▶ **EXERCISE REQUIREMENTS**
1 - Does each statement below agree with the article on Scott Dadich? (a) Dadich became art director at Texas Monthly at age 23. (b) The Wired team includes ten designers. (c) Dadich designed the typefaces Vitesse and Forza himself. Answer yes or no for each, quoting the words of the article that decide it.
2 - Retype the article on Scott Dadich from "Before Wired, Dadich" to "and photography commissioning.".

▶ **PASSAGE TO READ**
Start
Scott Dadich, the creative director of the US edition of Wired magazine, was, following talks by Janet Froelich and Jonathan Hoefler last year, the latest heavyweight from the American design scene to give a lecture for the Editorial Design Organisation. It was a very impressive talk and Wired is a very impressive magazine.
Before Wired, Dadich was art director at Texas Monthly, a magazine whose previous art directors include DJ Stout (now a Pentagram partner) and the legendary Fred Woodward. Dadich was made art director at Texas Monthly when he was only 23 years old.
In 2006 he joined San Francisco-based Wired and, together with a very talented team (14 people, seven of whom are designers), he has been putting together some of the very best magazine work around. His talk was an inspiring and vibrant romp through three years of fantastic work: beautiful and surprising spreads, covers that ranged from big-budget shoots to simple type-only solutions, extraordinary infographics and some brilliant illustration and photography commissioning.
Dadich is a self confessed type-nut, an anal-retentive obsessed with the details, a perfectionist. There is an extraordinarily rigorous and exacting attention to detail that holds Wired together; it serves as a prerequisite for the creative freedom in the magazine. One of the chapter headers for his talk was Details Matter which included an interesting look at the custom typefaces Vitesse and Forza, designed specially for Wired by Hoefler & Frere-Jones, and an explanation of the ‘law of equal volumes’ where the area between any two letters in a word must be of equal measure.
I was struck by how adventurous and varied the spreads he showed were. They seemed to me to be the result of a willingness to try things out and to experiment, to take risks and not be too fearful of failing. Pages that were playful and dynamic and done with a supreme confidence. There were highly complex layouts that were utterly fascinating and there were very restrained photo-essays that were simple and beautiful.
End
▶ **RECORDS SUPPLIED**
Start
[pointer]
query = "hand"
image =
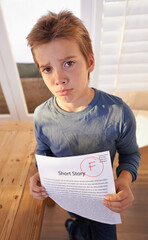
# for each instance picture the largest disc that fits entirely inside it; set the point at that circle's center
(123, 198)
(36, 190)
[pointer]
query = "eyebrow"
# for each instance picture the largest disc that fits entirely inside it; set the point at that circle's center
(60, 60)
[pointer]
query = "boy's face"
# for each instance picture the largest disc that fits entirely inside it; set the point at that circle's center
(65, 72)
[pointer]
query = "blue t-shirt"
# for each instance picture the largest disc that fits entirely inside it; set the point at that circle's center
(106, 124)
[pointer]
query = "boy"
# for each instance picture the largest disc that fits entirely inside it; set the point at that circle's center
(80, 120)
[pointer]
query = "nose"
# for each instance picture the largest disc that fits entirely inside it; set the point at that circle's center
(61, 78)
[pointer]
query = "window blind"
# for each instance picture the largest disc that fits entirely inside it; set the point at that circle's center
(123, 53)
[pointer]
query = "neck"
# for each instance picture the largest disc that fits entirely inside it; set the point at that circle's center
(77, 106)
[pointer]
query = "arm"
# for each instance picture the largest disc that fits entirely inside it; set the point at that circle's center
(123, 198)
(129, 158)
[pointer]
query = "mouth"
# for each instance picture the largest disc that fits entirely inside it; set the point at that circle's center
(64, 92)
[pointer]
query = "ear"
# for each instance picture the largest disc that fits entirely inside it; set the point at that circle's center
(91, 63)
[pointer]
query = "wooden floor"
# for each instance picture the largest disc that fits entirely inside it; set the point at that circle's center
(134, 221)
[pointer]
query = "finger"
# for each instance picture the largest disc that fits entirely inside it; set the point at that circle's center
(120, 196)
(39, 195)
(118, 206)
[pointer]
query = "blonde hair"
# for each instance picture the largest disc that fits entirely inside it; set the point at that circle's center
(63, 25)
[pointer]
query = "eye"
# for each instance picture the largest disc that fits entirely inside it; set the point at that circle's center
(68, 63)
(47, 70)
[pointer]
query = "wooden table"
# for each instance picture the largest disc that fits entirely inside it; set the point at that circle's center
(20, 214)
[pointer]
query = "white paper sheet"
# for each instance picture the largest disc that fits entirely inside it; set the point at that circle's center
(78, 184)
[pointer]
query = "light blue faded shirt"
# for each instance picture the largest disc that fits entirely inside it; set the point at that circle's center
(106, 124)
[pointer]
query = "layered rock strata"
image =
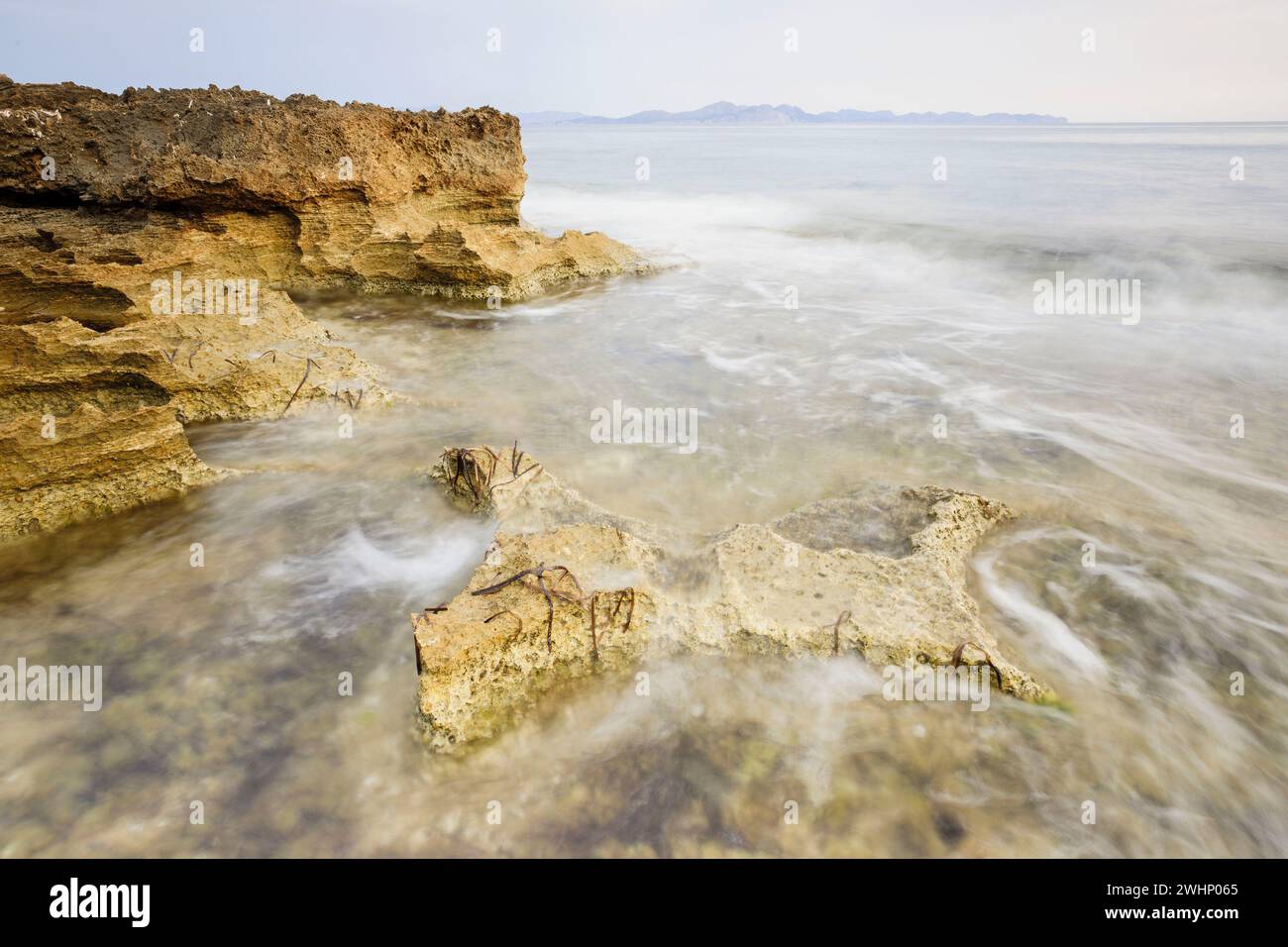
End
▶ **THE REPLIES**
1 -
(a) Yes: "Dadich was made art director at Texas Monthly when he was only 23 years old."
(b) No: "14 people, seven of whom are designers"
(c) No: "designed specially for Wired by Hoefler & Frere-Jones"

2 -
Before Wired, Dadich was art director at Texas Monthly, a magazine whose previous art directors include DJ Stout (now a Pentagram partner) and the legendary Fred Woodward. Dadich was made art director at Texas Monthly when he was only 23 years old.
In 2006 he joined San Francisco-based Wired and, together with a very talented team (14 people, seven of whom are designers), he has been putting together some of the very best magazine work around. His talk was an inspiring and vibrant romp through three years of fantastic work: beautiful and surprising spreads, covers that ranged from big-budget shoots to simple type-only solutions, extraordinary infographics and some brilliant illustration and photography commissioning.